Do this:
Locate each line in the entries below that contains the word "bare" and copy those lines out. The match is case-sensitive.

Task data:
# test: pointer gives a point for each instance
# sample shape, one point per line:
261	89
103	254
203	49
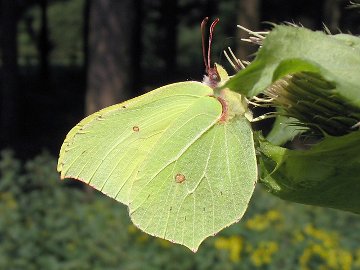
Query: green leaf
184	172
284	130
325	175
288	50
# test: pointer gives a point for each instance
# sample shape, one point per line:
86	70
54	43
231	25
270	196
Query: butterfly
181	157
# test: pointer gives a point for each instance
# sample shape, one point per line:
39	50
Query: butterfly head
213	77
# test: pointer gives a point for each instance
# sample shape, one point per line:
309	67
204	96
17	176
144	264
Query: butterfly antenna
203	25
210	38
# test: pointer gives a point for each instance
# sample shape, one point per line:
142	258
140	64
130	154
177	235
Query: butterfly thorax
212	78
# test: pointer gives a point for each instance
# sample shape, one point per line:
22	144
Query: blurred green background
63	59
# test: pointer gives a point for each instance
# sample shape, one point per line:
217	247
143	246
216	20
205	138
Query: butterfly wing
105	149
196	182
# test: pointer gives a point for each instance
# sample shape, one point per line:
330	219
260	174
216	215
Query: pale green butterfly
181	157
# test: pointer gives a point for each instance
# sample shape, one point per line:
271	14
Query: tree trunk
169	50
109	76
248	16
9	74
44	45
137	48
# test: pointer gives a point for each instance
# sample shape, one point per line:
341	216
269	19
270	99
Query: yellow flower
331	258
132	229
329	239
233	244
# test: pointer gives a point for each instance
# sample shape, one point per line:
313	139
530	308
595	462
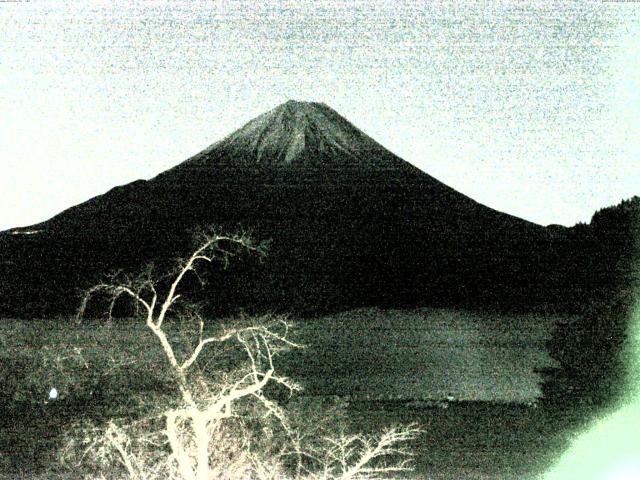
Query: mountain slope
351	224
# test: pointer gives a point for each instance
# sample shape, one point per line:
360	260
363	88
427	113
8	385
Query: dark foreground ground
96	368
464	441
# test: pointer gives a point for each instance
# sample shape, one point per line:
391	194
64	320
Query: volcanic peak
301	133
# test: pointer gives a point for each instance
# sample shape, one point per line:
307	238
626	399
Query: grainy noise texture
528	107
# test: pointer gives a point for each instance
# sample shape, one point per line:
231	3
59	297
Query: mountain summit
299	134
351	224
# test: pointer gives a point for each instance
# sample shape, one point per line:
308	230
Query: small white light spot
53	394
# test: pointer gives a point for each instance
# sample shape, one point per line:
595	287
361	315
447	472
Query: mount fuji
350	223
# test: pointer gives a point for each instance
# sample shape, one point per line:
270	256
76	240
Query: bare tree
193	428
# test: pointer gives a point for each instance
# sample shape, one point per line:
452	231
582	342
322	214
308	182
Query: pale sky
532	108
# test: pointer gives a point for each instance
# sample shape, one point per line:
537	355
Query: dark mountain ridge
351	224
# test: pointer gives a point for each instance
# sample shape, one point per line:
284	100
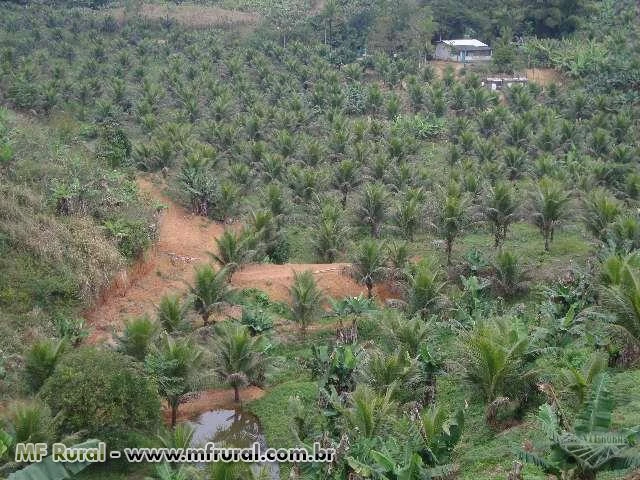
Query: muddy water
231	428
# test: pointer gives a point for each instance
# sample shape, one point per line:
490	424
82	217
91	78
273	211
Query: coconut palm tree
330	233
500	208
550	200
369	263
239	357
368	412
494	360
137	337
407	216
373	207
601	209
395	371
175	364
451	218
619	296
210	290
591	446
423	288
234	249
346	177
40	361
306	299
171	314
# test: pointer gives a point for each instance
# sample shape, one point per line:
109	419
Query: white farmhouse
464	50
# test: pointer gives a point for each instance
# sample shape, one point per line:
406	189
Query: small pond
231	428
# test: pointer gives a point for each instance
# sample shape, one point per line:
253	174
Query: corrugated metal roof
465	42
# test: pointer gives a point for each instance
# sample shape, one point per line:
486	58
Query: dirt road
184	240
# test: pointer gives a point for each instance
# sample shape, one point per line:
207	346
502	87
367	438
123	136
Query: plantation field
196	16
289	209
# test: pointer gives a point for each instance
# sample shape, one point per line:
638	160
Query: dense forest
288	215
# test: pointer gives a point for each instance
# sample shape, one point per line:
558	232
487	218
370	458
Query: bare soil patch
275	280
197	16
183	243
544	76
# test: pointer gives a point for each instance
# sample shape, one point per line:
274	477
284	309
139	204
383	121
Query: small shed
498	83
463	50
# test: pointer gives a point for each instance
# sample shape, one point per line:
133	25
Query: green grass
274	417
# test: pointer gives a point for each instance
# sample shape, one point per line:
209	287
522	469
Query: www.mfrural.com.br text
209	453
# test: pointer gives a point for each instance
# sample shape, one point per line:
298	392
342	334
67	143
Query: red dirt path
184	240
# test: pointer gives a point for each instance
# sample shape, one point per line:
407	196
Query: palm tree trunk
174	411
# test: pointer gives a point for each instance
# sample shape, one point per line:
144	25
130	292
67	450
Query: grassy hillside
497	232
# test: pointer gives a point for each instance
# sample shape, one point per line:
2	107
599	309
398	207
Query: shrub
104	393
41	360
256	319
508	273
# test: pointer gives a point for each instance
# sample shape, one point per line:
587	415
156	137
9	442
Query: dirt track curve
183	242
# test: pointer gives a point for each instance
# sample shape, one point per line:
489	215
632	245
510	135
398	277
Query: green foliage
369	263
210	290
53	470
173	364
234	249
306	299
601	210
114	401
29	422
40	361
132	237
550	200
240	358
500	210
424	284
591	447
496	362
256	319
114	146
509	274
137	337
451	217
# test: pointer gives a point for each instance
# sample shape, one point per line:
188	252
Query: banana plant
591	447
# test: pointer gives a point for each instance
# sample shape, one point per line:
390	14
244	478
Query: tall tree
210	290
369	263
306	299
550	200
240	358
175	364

Solution to this problem:
Query: bare tree
Query: bare soil patch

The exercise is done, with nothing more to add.